**Dataset entries**

= = =

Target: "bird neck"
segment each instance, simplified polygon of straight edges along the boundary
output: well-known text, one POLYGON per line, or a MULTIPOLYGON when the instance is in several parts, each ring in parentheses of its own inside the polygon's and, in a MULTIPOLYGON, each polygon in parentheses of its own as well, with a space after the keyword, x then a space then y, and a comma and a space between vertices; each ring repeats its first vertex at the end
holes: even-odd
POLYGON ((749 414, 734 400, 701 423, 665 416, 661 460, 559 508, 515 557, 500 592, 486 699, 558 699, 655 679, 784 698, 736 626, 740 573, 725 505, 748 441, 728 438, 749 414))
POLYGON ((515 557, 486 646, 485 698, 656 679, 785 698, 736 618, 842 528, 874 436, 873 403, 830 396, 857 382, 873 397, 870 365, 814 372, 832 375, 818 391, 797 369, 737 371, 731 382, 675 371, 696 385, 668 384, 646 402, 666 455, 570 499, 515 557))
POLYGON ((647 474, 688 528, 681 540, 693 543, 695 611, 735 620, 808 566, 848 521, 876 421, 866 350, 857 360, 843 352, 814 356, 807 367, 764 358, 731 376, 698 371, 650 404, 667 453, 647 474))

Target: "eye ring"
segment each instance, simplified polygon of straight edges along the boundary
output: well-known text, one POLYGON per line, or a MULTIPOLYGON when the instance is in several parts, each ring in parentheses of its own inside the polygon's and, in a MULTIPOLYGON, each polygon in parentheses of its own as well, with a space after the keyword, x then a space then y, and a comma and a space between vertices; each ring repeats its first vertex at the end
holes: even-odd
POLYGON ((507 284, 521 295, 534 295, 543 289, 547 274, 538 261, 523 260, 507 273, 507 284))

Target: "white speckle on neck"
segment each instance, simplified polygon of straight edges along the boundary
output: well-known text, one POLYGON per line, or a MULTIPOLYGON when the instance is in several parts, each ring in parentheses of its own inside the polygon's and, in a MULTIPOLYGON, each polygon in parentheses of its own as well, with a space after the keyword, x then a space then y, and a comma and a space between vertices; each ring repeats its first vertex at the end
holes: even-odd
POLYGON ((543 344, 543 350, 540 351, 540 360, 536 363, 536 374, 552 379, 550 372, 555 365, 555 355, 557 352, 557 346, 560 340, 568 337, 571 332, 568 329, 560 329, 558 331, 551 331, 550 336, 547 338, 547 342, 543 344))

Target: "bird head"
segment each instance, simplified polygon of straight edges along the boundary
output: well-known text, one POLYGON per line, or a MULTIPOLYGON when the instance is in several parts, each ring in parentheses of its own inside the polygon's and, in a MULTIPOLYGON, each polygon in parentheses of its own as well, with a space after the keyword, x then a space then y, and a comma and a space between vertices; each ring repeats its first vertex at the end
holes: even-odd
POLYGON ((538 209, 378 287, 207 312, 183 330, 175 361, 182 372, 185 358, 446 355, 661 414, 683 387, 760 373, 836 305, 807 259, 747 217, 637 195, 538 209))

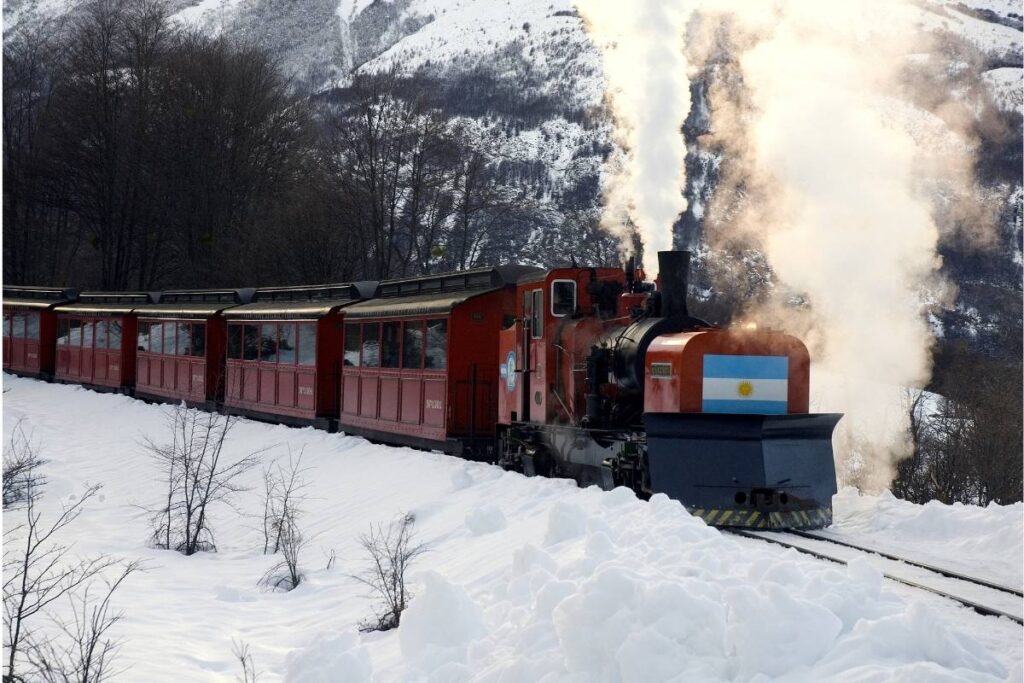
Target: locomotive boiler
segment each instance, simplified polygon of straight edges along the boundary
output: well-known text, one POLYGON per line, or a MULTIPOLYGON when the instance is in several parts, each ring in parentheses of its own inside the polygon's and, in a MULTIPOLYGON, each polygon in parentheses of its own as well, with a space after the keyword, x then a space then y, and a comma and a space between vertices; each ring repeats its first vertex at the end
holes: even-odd
POLYGON ((808 411, 807 348, 691 316, 689 253, 658 256, 657 287, 610 268, 519 281, 499 338, 499 462, 664 493, 715 526, 828 525, 841 415, 808 411))

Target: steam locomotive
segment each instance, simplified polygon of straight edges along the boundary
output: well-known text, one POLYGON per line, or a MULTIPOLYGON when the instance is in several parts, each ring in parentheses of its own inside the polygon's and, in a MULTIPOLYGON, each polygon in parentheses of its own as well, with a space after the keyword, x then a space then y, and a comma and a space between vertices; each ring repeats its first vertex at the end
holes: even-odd
POLYGON ((830 524, 842 416, 808 412, 807 348, 692 317, 690 254, 658 257, 657 289, 631 269, 520 281, 522 315, 499 342, 498 461, 665 493, 716 526, 830 524), (554 325, 538 311, 545 290, 554 325))
POLYGON ((831 522, 832 431, 779 332, 689 315, 687 252, 384 282, 4 286, 7 372, 664 493, 708 524, 831 522))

= = =

**ABOUT THIS EXERCISE**
Output the whole of the data, unchanged; keep the pictures out.

**TASK RESULT**
Target: "bird neck"
segment each instance, simplified polygon of straight edges along the boundary
output: well-known text, one POLYGON per line, or a MULTIPOLYGON when the instance is in several parts, each ring in parentheses of its own inside the polygon's and, in a MULTIPOLYGON, each polygon in parentheses of its own as well, with a space after the keyword, x then a space then y, and a comma and a space between vertices; each ring repeats its first vertex at the end
holes: even-odd
POLYGON ((749 414, 734 400, 701 423, 665 416, 661 460, 559 508, 515 557, 500 592, 486 699, 558 699, 655 679, 784 698, 736 626, 740 573, 725 505, 748 441, 728 438, 749 414))
POLYGON ((515 557, 486 646, 485 698, 656 679, 785 698, 736 618, 842 528, 874 436, 873 403, 830 396, 857 382, 873 397, 870 365, 814 372, 832 375, 818 391, 797 369, 737 371, 731 382, 675 371, 696 385, 668 384, 646 402, 666 455, 570 499, 515 557))
POLYGON ((647 474, 688 528, 681 540, 693 543, 695 611, 735 620, 808 566, 848 521, 876 421, 866 350, 857 360, 843 352, 814 356, 807 367, 764 358, 731 376, 698 371, 650 404, 667 453, 647 474))

Target: "eye ring"
segment each instance, simplified polygon of straight edges along the boundary
output: well-known text, one POLYGON per line, or a MULTIPOLYGON when the instance is in several parts, each ring in parentheses of its own inside the polygon's and, in a MULTIPOLYGON, each polygon in parentheses of its own as well, with a space after the keyword, x then a space then y, and a comma and a space between vertices; each ring repeats its first vertex at the end
holes: even-odd
POLYGON ((507 284, 521 295, 534 295, 543 289, 547 274, 538 261, 523 260, 507 273, 507 284))

Target: "white speckle on neck"
segment each instance, simplified polygon of straight edges along the boundary
output: well-known text, one POLYGON per line, or a MULTIPOLYGON when the instance is in several parts, each ring in parentheses of its own inside the polygon's and, in a MULTIPOLYGON, each polygon in parentheses of its own as well, with a space after the keyword, x then a space then y, and a comma and a space between vertices; each ring repeats its first vertex at the end
holes: even-odd
POLYGON ((543 344, 543 350, 540 351, 540 360, 536 363, 536 374, 552 379, 550 372, 555 365, 555 355, 557 352, 557 346, 560 340, 568 337, 571 332, 568 329, 560 329, 558 331, 551 331, 550 336, 547 338, 547 342, 543 344))

Target: "bird head"
segment each instance, simplified polygon of straight edges along the boundary
output: well-known text, one POLYGON per line, or a MULTIPOLYGON when the instance is in several parts, each ring in parentheses of its own inside the polygon's and, in a MULTIPOLYGON, each polygon in parentheses of its own as well, with a space after the keyword, x then a space then y, and a comma and a space between vertices; each ring repeats its first vertex at the end
holes: even-odd
POLYGON ((538 209, 378 287, 207 312, 183 330, 175 361, 182 372, 185 358, 446 355, 661 414, 683 387, 760 373, 836 305, 807 259, 747 217, 637 195, 538 209))

Target: locomotive boiler
segment each instance, simplified polygon of straight edges along the boundary
output: well-known text, one POLYGON per line, or a MULTIPOLYGON when the instance is in several parts, each ring in parentheses of its own inside the polygon's and, in a MULTIPOLYGON, each polygon in parentheses of its own as well, with a space after the keyword, x then a space then y, and a comma and a space between vertices; each ring repeats its first vertex at the end
holes: even-odd
POLYGON ((808 411, 807 348, 691 316, 689 253, 658 256, 657 287, 610 268, 519 281, 499 338, 499 462, 664 493, 715 526, 828 525, 841 415, 808 411))

Target: steam locomotive
segment each instance, simplified polygon of straight edges along the boundary
output: well-known text, one POLYGON per line, or a MULTIPOLYGON when the instance is in several parts, each ring in parentheses of its own inside the polygon's and, in a MULTIPOLYGON, each polygon in parentheses of its own as well, with a space after the keyword, x then a space then y, and a comma and a space between vertices; each ring repeats its first vertex at the end
holes: even-odd
POLYGON ((830 524, 842 416, 808 412, 807 348, 692 317, 690 254, 658 257, 657 289, 631 269, 520 281, 522 315, 499 342, 498 461, 665 493, 716 526, 830 524), (554 325, 538 311, 545 290, 554 325))
POLYGON ((831 522, 832 431, 779 332, 689 315, 687 252, 384 282, 4 286, 7 372, 664 493, 708 524, 831 522))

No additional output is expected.